:: Point-based annotation data ::
************

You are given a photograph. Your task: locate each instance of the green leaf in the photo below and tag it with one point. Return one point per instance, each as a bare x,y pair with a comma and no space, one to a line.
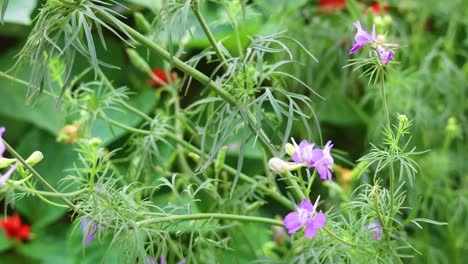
19,11
144,101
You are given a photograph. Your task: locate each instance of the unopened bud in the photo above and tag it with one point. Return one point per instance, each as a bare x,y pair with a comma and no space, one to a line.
378,21
290,149
279,166
4,162
35,158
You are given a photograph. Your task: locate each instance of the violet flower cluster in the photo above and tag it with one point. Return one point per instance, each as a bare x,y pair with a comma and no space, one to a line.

************

:: The problem ::
Repeat the lines above exactly, and keep every picture out.

:: Answer to this problem ::
You are given a photograph. Your task: locate each instance of the green leaf in the photo below and tag it with one point. Return one point per instance, each as a bare x,y pair with a comma and no space, one to a line.
19,11
144,101
You are given a photograph. Your task: locate each instance of the unopened bud in the photo above and tag it with one point. Return one point per instance, each as a bare x,y pair with a comma and no space, one to a line.
378,21
290,149
279,166
4,162
35,158
You are given a photograph. Your task: locate each instance of the violet flower cluster in the photo above and tag it with one point. Return one point per instance, each as a bare x,y pair with a comma and no space, one to a line.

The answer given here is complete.